[START OF MATERIAL SUPPLIED]

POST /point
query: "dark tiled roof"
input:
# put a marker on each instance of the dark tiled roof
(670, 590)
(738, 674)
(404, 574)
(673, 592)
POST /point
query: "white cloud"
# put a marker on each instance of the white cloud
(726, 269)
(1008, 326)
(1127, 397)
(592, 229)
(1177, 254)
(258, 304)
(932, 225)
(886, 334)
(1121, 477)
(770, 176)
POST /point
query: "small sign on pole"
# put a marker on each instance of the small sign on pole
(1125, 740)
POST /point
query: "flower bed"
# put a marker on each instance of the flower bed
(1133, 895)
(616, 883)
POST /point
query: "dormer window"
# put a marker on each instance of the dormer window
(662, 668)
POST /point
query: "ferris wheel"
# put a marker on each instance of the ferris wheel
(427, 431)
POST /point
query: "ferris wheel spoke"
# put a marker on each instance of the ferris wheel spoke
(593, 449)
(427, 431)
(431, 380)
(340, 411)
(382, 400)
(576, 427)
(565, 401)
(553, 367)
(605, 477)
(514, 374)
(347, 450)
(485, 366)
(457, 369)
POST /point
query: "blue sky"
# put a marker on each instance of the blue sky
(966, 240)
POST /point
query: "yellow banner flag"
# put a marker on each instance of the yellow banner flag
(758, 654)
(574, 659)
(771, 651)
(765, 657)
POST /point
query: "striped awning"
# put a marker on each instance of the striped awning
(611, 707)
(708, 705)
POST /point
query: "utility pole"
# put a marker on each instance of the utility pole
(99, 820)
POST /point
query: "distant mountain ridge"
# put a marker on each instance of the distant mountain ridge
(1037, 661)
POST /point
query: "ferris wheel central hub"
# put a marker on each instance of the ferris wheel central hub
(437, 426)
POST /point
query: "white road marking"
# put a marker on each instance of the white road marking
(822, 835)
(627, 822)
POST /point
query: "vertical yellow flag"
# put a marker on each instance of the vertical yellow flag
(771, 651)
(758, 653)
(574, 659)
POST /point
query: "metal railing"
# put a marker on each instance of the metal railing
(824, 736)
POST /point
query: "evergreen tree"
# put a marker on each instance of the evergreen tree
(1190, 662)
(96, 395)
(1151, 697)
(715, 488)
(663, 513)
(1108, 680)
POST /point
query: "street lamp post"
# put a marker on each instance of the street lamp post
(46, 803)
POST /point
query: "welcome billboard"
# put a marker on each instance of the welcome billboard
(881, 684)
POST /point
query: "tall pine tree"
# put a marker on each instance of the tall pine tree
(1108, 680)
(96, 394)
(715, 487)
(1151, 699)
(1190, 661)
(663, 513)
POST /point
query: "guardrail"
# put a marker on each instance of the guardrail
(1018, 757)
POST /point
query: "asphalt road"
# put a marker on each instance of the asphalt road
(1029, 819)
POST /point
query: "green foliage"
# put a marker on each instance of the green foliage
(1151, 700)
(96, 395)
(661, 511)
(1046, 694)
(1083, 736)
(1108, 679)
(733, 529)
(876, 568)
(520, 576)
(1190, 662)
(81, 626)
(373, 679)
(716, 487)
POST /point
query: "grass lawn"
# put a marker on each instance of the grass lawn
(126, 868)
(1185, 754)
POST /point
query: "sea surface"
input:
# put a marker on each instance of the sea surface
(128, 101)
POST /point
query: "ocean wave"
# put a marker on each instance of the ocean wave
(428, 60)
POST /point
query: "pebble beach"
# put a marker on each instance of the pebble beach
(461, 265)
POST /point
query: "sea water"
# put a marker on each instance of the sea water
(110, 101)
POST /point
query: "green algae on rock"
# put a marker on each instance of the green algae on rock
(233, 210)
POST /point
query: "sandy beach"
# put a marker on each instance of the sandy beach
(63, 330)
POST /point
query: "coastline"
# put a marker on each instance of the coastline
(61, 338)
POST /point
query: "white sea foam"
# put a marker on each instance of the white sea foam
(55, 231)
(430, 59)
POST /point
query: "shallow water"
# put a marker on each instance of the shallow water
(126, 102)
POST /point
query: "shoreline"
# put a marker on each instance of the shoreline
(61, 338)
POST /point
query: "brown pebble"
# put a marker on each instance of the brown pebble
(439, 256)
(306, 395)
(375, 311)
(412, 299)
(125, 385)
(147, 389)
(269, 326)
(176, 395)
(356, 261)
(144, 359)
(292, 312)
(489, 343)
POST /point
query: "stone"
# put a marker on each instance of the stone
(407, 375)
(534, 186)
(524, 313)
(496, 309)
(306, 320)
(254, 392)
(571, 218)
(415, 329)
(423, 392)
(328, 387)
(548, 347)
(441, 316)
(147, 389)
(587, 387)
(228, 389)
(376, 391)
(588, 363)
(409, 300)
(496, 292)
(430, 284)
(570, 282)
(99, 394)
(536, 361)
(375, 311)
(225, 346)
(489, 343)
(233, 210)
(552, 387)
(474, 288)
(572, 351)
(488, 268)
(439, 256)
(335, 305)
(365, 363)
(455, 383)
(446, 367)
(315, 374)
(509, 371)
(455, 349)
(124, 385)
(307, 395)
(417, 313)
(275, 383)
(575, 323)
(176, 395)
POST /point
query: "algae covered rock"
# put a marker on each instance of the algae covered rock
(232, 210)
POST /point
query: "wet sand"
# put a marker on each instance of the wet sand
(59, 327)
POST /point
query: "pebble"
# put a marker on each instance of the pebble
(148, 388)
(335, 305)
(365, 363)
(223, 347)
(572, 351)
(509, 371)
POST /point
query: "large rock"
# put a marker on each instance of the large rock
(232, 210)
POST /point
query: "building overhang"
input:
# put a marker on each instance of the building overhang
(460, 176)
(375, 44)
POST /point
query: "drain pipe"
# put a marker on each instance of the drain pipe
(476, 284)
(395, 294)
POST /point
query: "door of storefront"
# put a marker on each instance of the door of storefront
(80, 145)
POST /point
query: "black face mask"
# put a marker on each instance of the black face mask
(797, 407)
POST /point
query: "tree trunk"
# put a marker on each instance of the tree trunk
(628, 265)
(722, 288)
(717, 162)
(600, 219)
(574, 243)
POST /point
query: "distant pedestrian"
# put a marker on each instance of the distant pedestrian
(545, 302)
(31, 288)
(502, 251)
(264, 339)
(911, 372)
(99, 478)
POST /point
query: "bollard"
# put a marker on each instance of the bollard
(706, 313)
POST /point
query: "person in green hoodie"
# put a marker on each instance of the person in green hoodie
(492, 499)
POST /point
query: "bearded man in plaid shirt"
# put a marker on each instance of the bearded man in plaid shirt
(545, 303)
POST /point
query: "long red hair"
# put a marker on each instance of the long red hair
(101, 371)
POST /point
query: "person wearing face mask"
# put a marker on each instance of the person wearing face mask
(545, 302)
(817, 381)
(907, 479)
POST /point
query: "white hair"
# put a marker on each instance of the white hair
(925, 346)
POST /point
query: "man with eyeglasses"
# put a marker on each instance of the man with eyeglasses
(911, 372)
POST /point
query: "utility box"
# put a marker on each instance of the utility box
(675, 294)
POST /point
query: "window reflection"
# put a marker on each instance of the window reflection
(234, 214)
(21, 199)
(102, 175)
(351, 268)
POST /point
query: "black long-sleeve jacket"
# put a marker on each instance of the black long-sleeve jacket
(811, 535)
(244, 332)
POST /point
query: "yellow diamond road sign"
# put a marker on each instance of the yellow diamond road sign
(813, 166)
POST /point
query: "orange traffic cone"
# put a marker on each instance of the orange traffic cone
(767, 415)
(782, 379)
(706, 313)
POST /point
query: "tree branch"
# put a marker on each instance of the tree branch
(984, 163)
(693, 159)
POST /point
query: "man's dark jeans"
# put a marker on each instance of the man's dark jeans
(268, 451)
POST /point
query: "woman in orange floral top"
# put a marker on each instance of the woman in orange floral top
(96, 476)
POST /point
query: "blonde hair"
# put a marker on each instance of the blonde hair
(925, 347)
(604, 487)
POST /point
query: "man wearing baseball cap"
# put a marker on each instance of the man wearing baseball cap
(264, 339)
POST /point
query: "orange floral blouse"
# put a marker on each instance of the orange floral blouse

[END OF MATERIAL SUPPLIED]

== THE PROBLEM ==
Pull out every line of the entries above that contains the word "ridge".

== WRITTEN REPLY ==
query: "distant mountain ridge"
# put a marker on each instance of the distant mountain ridge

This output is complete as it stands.